WHAT TO WORK ON:
Reproduce each line exactly.

INPUT RECORDS:
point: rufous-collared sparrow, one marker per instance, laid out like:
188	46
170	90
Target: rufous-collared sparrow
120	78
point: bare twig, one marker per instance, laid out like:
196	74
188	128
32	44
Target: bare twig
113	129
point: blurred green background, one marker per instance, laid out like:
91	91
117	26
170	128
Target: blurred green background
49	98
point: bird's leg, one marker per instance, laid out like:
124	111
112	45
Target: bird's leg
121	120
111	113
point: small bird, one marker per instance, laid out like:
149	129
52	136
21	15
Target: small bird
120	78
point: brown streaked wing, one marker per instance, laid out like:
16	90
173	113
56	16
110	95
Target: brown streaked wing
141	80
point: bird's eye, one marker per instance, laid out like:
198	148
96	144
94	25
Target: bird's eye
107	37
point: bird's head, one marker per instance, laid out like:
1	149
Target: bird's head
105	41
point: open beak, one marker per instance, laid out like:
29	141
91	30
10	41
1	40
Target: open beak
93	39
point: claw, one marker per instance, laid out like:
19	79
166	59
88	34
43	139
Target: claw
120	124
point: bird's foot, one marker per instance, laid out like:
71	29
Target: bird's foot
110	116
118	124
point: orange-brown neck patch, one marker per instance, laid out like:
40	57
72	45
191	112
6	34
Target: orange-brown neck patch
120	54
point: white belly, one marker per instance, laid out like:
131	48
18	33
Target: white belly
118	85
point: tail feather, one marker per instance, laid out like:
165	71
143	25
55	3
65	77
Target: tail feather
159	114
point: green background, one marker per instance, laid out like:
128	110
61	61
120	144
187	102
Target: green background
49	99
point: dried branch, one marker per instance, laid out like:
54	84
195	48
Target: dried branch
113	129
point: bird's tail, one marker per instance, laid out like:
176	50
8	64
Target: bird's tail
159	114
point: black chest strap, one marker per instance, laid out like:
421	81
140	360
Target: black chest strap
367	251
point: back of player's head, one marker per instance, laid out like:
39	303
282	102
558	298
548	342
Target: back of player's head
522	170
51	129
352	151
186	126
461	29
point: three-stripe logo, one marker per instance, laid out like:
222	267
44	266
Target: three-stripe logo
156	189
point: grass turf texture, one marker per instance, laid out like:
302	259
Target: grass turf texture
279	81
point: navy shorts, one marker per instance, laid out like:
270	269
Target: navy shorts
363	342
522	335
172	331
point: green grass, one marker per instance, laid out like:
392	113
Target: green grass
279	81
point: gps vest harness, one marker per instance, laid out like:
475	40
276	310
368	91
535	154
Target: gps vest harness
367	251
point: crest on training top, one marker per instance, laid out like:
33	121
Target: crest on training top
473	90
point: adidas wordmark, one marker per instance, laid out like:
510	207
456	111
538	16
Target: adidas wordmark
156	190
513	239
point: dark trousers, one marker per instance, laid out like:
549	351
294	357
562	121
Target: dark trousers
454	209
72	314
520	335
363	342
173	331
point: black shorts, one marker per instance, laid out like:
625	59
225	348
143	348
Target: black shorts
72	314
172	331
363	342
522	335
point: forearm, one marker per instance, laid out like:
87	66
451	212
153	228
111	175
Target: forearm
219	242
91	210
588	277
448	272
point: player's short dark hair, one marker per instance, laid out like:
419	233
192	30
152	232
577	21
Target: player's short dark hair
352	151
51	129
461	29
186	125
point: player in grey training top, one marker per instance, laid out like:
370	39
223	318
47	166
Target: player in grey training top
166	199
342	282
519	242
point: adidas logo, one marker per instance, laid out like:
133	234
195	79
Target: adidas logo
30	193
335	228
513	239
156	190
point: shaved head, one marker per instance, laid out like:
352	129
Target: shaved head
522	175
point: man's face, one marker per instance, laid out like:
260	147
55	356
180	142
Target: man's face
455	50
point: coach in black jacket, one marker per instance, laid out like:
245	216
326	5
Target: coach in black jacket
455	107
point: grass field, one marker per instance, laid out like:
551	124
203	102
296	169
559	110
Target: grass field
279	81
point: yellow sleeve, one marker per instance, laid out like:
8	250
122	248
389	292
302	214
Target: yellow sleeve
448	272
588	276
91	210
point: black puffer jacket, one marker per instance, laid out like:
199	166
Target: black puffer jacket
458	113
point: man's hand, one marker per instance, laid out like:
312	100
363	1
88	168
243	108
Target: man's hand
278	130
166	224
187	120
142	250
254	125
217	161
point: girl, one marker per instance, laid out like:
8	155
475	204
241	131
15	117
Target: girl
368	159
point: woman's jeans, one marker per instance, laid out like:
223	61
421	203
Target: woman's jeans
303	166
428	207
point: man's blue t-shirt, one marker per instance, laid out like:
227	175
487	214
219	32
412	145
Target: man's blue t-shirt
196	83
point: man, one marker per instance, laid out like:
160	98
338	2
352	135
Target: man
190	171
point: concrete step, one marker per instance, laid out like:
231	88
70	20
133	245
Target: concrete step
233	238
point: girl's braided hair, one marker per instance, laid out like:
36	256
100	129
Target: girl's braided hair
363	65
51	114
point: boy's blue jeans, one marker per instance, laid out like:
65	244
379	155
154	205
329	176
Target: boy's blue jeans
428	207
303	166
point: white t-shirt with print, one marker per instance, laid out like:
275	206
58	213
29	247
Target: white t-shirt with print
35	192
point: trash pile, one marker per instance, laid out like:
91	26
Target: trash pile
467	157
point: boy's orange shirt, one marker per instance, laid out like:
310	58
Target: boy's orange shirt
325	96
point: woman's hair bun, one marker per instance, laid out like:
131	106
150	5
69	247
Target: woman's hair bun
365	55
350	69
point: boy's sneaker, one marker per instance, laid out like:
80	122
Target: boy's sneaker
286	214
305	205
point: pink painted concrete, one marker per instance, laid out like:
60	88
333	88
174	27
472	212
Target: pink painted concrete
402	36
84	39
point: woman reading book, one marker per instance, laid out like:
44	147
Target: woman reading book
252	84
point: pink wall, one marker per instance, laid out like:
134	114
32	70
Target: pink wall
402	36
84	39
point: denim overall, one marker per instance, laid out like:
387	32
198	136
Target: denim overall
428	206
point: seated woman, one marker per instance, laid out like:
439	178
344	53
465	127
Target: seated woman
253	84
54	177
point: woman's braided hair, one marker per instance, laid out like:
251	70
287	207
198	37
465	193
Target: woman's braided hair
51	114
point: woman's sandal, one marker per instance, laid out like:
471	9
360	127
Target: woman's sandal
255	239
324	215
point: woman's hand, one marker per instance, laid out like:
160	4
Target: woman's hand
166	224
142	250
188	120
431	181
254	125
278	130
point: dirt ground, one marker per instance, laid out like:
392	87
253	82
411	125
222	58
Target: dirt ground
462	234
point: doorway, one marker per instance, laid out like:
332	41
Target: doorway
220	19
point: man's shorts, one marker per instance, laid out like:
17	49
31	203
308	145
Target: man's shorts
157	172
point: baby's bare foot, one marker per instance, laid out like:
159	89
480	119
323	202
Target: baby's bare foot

THE OUTPUT:
point: rufous-collared sparrow, one marker per instance, laid out like:
188	46
170	90
Target: rufous-collared sparrow
120	78
point: bare twig, one marker per instance, laid out like:
196	74
188	128
32	44
Target: bare twig
113	129
point: blurred green background, one marker per instance, laid out like:
91	91
117	26
170	128
Target: blurred green background
49	98
point: bird's leg, one marker per instance, laid out like:
124	111
112	45
Target: bird's leg
121	120
111	113
point: small bird, one marker per instance, laid out like:
149	129
52	136
21	15
Target: small bird
120	78
point: brown streaked wing, one marker per instance, laid out like:
16	90
173	113
56	16
110	95
Target: brown streaked wing
141	80
point: bird's eye, one marker per instance, laid out like:
198	148
96	144
94	25
Target: bird's eye
107	37
point: bird's head, one marker per instance, laid out like:
1	149
Target: bird's head
105	41
point: open beak, one marker per instance, laid out like:
29	141
91	30
10	41
1	40
Target: open beak
93	39
point: claw, one marker per instance, laid out like:
19	79
166	59
88	34
43	139
Target: claw
120	124
point: bird's foot, one marker per instance, laid out like:
71	29
Target: bird's foot
110	116
118	124
point: orange-brown neck patch, one marker per instance, laid out like:
40	57
72	45
191	112
6	34
Target: orange-brown neck patch
120	54
point: white belly, one marker per instance, laid out like:
131	48
18	33
Target: white belly
118	85
point: tail feather, one marker per instance, laid out like:
165	71
143	25
55	3
65	77
Target: tail feather
159	114
point: green background, one marker per instance, laid out like:
128	110
61	61
120	144
187	102
Target: green background
49	99
point: dried branch, one marker per instance, laid out like:
54	84
195	48
Target: dried branch
113	129
point: bird's tail, one marker per instance, laid out like:
176	50
8	64
Target: bird's tail
159	114
point: black chest strap, one marker per instance, laid out like:
421	81
140	360
Target: black chest strap
367	251
point: back of player's head, one marker per instance, laid out like:
39	303
282	102
558	298
548	342
Target: back of player's head
522	170
51	129
352	151
186	126
461	29
point: three-stripe logo, one marker per instance, laid out like:
222	267
44	266
Target: three-stripe logo
156	189
point: grass turf texture, one marker per instance, laid out like:
302	259
Target: grass turf texture
279	81
point: navy shorts, one marker per instance, laid out like:
270	269
Target: navy shorts
363	342
522	335
172	331
point: green grass, one marker per instance, laid out like:
392	113
Target: green grass
279	81
point: gps vest harness, one marker per instance, laid out like:
475	40
276	310
368	91
535	154
Target: gps vest harness
367	251
point: crest on training top, one marker per instance, laid out like:
33	121
Target: crest on training top
473	90
point: adidas wordmark, one marker per instance, laid out like:
510	207
456	111
538	16
Target: adidas wordmark
156	190
513	239
point: dark trousers, one marker per instance, laid out like:
549	351
294	357
562	121
Target: dark trousers
454	209
72	314
520	335
363	342
173	331
point: black shorts, one marker per instance, laid out like:
625	59
225	348
143	348
Target: black shorts
72	314
172	331
363	342
522	335
point: forearm, one marker per instance, laid out like:
87	66
451	212
153	228
111	175
Target: forearm
219	242
91	210
588	277
448	272
point: player's short dark hair, one marker per instance, laid out like:
419	233
192	30
152	232
577	21
Target: player's short dark hair
352	151
51	129
461	29
186	125
point: player in grey training top, one marker per instance, laid out like:
370	39
223	318
47	166
Target: player in grey training top
166	199
342	282
519	242
point: adidas logo, one marker per instance, laid out like:
133	234
195	79
Target: adidas logo
30	193
335	228
513	239
156	190
point: shaved head, one marker per instance, laid out like:
352	129
Target: shaved head
522	175
point: man's face, one marker per instance, laid out like:
260	147
55	356
180	142
Target: man's face
455	50
point: coach in black jacket, one marker per instance, laid out like:
245	216
326	5
Target: coach in black jacket
455	107
point: grass field, one marker per instance, laid out like:
551	124
203	102
296	169
559	110
Target: grass field
279	81
point: yellow sleeve, one marker per instance, laid out like:
8	250
122	248
389	292
302	214
Target: yellow sleeve
448	272
588	276
91	210
point: black puffer jacket, one marker per instance, laid out like:
199	166
Target: black puffer jacket
458	113
point: man's hand, one marker per instance, laid out like:
312	100
363	1
88	168
243	108
Target: man's hand
278	130
166	224
187	120
142	250
254	125
217	161
point: girl, one marker per instance, laid out like:
8	155
475	204
241	131
15	117
Target: girl
368	159
point: woman's jeans, one marker per instance, laid out like:
223	61
421	203
Target: woman's jeans
303	166
428	207
point: man's blue t-shirt, one marker per instance, laid out like:
227	175
487	214
219	32
412	145
Target: man's blue t-shirt
196	83
point: man, one marker per instance, laid out like:
160	98
338	2
352	135
Target: man
190	171
point: concrete step, one marker per instance, laid out like:
231	88
70	20
133	245
Target: concrete step
233	238
point: girl's braided hair, one marker per instance, laid out like:
36	256
100	129
Target: girl's braided hair
363	65
51	114
point: boy's blue jeans, one marker per instance, laid out like:
65	244
379	155
154	205
329	176
Target: boy's blue jeans
428	207
303	166
point: white t-shirt with print, one marker per instance, laid out like:
275	206
58	213
29	247
Target: white t-shirt with print
35	192
point: trash pile, one marker per instance, laid out like:
91	26
Target: trash pile
467	157
point: boy's orange shirt, one marker per instance, laid out like:
310	58
Target: boy's orange shirt
325	96
point: woman's hair bun, one marker per instance, laid out like:
131	106
150	5
69	247
Target: woman's hair bun
365	55
350	69
point: boy's sneaker, one marker per instance, laid out like:
80	122
Target: boy's sneaker
286	214
305	205
point: pink painted concrete, one marker per instance, laid out like:
60	88
333	88
174	27
472	212
Target: pink painted concrete
402	36
84	39
point: woman reading book, one marker per instance, laid out like:
44	147
Target: woman reading book
252	84
point: pink wall, one marker per instance, laid out like:
134	114
32	70
Target: pink wall
402	36
84	39
point: denim overall, one marker per instance, laid out like:
387	32
198	136
Target: denim overall
428	206
point: seated woman, one marker per instance, laid out like:
439	178
344	53
465	127
Target: seated woman
253	84
54	177
point: woman's braided hair, one marker per instance, laid out like:
251	70
287	207
198	37
465	193
Target: woman's braided hair
51	114
point: woman's sandal, one marker per instance, laid out like:
471	9
360	127
Target: woman's sandal
255	239
324	215
point: woman's hand, one marker per instance, laid out like:
160	4
Target: woman's hand
166	224
142	250
188	120
431	181
254	125
278	130
point: dirt ground, one marker per instance, laid out like:
392	87
253	82
411	125
222	58
Target: dirt ground
462	234
point: doorway, one marker per instance, laid out like:
332	41
Target: doorway
220	19
point: man's shorts, one marker per instance, laid out like:
17	49
31	203
308	145
Target: man's shorts
157	172
point: baby's bare foot, one marker per instance, laid out like:
159	89
480	119
323	202
Target: baby's bare foot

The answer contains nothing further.